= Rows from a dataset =
## begin
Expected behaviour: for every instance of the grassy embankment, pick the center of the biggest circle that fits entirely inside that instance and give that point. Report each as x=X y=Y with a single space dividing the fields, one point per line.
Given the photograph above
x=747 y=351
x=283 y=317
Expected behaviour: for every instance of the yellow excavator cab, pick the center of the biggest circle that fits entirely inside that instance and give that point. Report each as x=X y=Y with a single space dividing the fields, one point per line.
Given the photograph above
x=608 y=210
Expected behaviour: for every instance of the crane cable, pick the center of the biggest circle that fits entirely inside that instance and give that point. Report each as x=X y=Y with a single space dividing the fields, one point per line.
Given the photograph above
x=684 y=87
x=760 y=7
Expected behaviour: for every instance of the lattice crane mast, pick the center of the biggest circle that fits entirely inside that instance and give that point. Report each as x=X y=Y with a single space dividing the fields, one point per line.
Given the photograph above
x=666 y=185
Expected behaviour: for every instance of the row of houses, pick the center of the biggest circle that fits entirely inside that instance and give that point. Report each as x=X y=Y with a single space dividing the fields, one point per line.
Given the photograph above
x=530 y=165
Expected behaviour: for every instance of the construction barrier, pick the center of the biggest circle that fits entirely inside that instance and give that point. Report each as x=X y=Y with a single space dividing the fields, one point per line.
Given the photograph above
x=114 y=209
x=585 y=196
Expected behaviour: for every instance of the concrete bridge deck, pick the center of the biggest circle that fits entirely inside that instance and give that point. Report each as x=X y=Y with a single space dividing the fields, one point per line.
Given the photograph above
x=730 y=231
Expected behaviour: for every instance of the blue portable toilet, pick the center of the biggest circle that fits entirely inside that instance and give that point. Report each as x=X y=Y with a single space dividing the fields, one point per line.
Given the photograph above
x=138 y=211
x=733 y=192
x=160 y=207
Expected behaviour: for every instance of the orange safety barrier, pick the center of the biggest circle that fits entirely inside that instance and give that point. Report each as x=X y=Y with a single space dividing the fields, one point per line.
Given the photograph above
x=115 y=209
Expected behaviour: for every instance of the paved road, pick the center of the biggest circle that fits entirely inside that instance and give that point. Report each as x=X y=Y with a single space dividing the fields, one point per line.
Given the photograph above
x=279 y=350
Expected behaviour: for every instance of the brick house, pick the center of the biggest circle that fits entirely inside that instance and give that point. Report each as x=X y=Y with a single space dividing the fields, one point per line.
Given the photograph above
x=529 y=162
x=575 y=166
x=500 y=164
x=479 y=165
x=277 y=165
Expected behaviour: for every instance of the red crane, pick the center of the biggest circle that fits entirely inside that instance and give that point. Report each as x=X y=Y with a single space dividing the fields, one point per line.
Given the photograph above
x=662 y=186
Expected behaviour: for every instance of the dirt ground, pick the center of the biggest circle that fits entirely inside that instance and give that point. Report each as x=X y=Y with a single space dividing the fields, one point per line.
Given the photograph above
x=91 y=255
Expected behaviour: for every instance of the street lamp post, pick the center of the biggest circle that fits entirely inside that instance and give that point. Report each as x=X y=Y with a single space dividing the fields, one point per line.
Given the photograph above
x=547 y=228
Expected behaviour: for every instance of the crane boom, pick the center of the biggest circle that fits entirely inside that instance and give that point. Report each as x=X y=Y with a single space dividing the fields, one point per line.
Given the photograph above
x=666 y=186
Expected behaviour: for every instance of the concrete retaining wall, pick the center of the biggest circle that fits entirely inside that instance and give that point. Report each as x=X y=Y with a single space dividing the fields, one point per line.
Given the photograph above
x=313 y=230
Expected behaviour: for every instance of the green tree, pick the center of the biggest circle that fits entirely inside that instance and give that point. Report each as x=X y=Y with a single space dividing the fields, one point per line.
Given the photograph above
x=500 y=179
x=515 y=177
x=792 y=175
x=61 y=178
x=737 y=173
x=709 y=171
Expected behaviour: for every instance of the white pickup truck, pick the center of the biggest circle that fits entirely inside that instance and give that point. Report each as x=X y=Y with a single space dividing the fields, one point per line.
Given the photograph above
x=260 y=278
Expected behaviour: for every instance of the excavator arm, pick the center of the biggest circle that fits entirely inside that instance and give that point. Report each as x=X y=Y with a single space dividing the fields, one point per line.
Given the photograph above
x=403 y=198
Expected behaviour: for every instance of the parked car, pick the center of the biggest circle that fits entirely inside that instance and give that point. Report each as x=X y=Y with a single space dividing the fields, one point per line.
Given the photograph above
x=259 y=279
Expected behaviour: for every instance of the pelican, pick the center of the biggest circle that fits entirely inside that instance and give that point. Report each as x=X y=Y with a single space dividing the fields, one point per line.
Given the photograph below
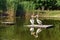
x=39 y=29
x=32 y=23
x=38 y=21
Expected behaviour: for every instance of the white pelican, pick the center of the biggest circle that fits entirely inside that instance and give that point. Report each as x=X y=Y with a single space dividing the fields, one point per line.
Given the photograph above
x=32 y=23
x=38 y=21
x=39 y=29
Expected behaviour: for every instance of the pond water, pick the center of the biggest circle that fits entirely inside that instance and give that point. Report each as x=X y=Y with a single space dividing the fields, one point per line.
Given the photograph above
x=19 y=32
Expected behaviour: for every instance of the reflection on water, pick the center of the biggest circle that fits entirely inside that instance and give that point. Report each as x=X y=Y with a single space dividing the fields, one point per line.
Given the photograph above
x=19 y=32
## end
= Goal =
Convert the lines starting at the one that contains "Expected behaviour: for every instance of the construction" and ending at the one that contains "x=160 y=207" into a numbered list, leaving out any blank lines.

= The response =
1. Expected behaviour: for every instance of the construction barrier, pick the center of the biggest circle that fits entirely inside that instance and give that point. Report each as x=X y=Y with a single space dividing the fields, one point per line.
2. Given the photograph above
3. x=114 y=209
4. x=585 y=196
5. Expected behaviour: for every instance of the concrete bridge deck, pick the center of the biggest circle that fits entirely inside that instance and give that point. Report each as x=X y=Y with a single space dividing the fields, one point per line.
6. Given the photograph above
7. x=730 y=231
8. Expected behaviour: for every instance of the blue portable toilet, pick the center of the biggest circle that fits entirely inside that instance and give that point. Report each as x=X y=Y with a single space dividing the fields, one point per line.
9. Given the photograph above
10. x=138 y=211
11. x=733 y=192
12. x=160 y=207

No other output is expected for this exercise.